── Extrait fourni
Jeudi 28 mars 2024

Ils sont venus au coin du feu

Au coin du feu avec Marie Louise Baricako

15/12/2018 Commentaires fermés sur Au coin du feu avec Marie Louise Baricako
Au coin du feu avec Marie Louise Baricako

Dans le Burundi traditionnel, le soir, au coin du feu, la famille réunie discutait librement. Tout le monde avait droit à la parole et chacun laissait parler son cœur. C’était l’heure des grandes et des petites histoires. Des vérités subtiles ou crues. L’occasion pour les anciens d’enseigner, l’air de rien, la sagesse ancestrale. Mais au coin du feu, les jeunes s’interrogeaient, contestaient, car tout le monde avait droit à la parole. Désormais, toutes les semaines, Iwacu renoue avec la tradition et transmettra, sans filtre, la parole longue ou lapidaire reçue au coin du feu. Cette semaine, au coin du feu, Marie Louise Baricako.

Votre plus beau souvenir ?

La célébration de mon diplôme de doctorat : un défi relevé et une bataille gagnée. C’était ma victoire, la victoire de ma famille, spécialement mon mari, qui m’a laissée partir pendant quatre ans et qui a pu jouer le rôle de père et de mère pendant toute cette période, pour la réalisation de mon aspiration. C’était aussi la victoire des femmes. Au Burundi, ce niveau était jusque-là réservé aux seuls hommes, les femmes n’y arrivaient pas. C’était un obstacle levé, la porte était enfin ouverte aux femmes, pour les convaincre qu’elles pouvaient désormais avoir des ambitions et les réaliser. L’élite burundaise au plus haut niveau s’ouvrait aussi aux femmes.

Votre plus triste souvenir ?
────
── Lignes
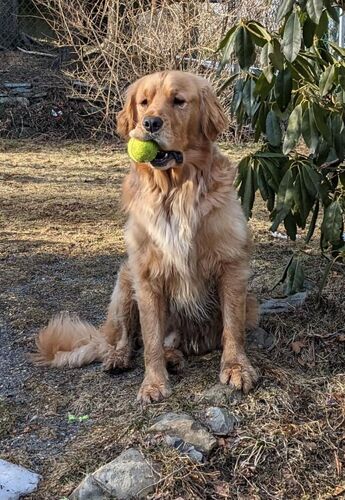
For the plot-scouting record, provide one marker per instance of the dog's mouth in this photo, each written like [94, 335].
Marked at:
[163, 158]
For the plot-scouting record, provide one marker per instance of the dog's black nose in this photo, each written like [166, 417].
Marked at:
[152, 123]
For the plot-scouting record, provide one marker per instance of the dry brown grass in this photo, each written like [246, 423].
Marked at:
[61, 244]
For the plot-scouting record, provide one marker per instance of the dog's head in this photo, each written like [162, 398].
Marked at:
[177, 110]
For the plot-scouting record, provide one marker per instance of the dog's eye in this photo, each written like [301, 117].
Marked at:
[178, 101]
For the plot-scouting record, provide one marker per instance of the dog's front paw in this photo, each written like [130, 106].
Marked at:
[117, 359]
[239, 374]
[152, 391]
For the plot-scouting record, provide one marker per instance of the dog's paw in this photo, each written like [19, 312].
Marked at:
[174, 360]
[240, 375]
[117, 359]
[152, 392]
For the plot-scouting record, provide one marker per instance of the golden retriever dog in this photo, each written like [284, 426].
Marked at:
[188, 245]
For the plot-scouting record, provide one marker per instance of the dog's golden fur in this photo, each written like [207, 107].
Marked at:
[188, 249]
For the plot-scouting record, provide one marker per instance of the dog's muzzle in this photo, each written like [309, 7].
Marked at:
[164, 157]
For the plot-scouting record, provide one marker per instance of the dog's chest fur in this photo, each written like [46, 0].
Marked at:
[172, 222]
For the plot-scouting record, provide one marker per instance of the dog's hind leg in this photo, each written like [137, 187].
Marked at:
[121, 323]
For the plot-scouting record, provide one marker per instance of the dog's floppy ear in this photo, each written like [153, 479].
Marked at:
[213, 119]
[126, 118]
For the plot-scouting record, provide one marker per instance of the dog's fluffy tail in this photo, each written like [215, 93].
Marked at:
[68, 341]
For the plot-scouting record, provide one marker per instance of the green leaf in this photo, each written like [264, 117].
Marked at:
[264, 188]
[294, 129]
[259, 34]
[332, 224]
[227, 83]
[238, 95]
[338, 132]
[262, 87]
[284, 8]
[312, 179]
[312, 224]
[314, 9]
[292, 37]
[244, 48]
[227, 45]
[333, 11]
[290, 226]
[322, 26]
[320, 117]
[308, 32]
[276, 55]
[225, 40]
[283, 88]
[327, 79]
[249, 97]
[265, 61]
[273, 129]
[247, 190]
[309, 131]
[295, 277]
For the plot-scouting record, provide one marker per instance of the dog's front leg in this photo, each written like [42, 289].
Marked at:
[152, 311]
[236, 369]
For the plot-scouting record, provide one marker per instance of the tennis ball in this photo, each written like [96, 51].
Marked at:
[142, 151]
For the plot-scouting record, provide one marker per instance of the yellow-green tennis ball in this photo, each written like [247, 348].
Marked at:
[142, 151]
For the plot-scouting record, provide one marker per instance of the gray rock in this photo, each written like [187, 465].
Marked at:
[221, 394]
[22, 101]
[89, 489]
[275, 306]
[16, 481]
[186, 428]
[185, 448]
[220, 420]
[128, 476]
[260, 338]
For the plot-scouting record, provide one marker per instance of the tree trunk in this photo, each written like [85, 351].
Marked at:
[8, 23]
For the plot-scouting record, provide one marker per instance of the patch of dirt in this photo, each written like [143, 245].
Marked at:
[61, 245]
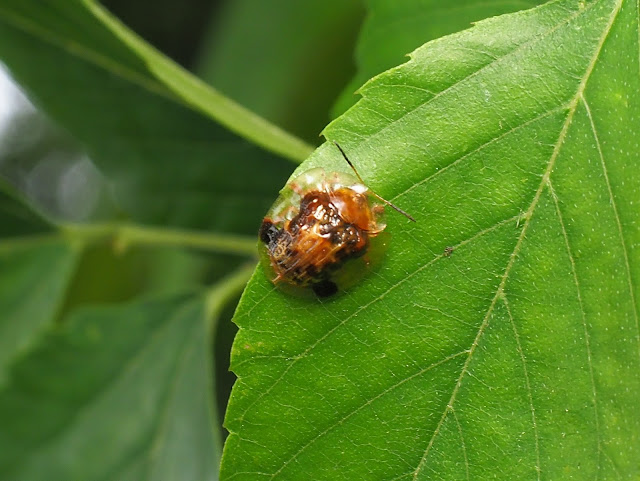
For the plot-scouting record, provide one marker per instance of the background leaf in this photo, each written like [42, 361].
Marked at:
[516, 356]
[33, 276]
[152, 129]
[269, 56]
[394, 28]
[121, 393]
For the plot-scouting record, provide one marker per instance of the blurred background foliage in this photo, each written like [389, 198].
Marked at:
[292, 84]
[286, 60]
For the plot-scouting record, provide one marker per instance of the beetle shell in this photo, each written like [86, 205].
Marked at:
[321, 222]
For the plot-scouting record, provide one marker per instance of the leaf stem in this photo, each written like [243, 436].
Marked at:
[126, 235]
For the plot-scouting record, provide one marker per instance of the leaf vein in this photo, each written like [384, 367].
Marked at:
[528, 215]
[625, 250]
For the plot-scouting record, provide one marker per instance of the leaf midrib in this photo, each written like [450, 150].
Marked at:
[512, 259]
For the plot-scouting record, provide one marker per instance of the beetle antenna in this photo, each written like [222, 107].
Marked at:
[393, 206]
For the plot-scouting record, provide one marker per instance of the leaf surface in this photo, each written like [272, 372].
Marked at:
[163, 138]
[500, 338]
[35, 269]
[304, 47]
[121, 393]
[394, 28]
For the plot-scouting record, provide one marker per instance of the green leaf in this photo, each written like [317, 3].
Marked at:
[512, 355]
[160, 135]
[394, 28]
[305, 47]
[121, 393]
[34, 274]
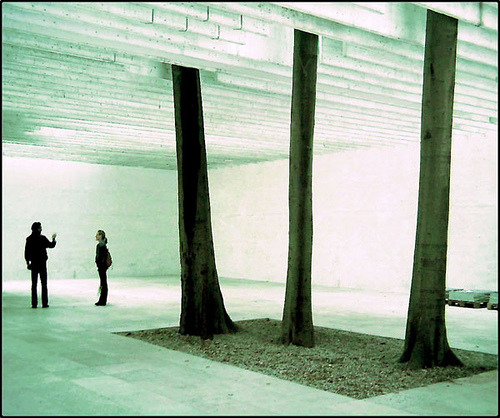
────
Consigne:
Recopiez fidèlement le passage de l'entretien avec Marie Louise Baricako qui va de « Votre plus beau » jusqu'à « aussi aux femmes. » inclus.

Réponse attendue:
Votre plus beau souvenir ?

La célébration de mon diplôme de doctorat : un défi relevé et une bataille gagnée. C’était ma victoire, la victoire de ma famille, spécialement mon mari, qui m’a laissée partir pendant quatre ans et qui a pu jouer le rôle de père et de mère pendant toute cette période, pour la réalisation de mon aspiration. C’était aussi la victoire des femmes. Au Burundi, ce niveau était jusque-là réservé aux seuls hommes, les femmes n’y arrivaient pas. C’était un obstacle levé, la porte était enfin ouverte aux femmes, pour les convaincre qu’elles pouvaient désormais avoir des ambitions et les réaliser. L’élite burundaise au plus haut niveau s’ouvrait aussi aux femmes.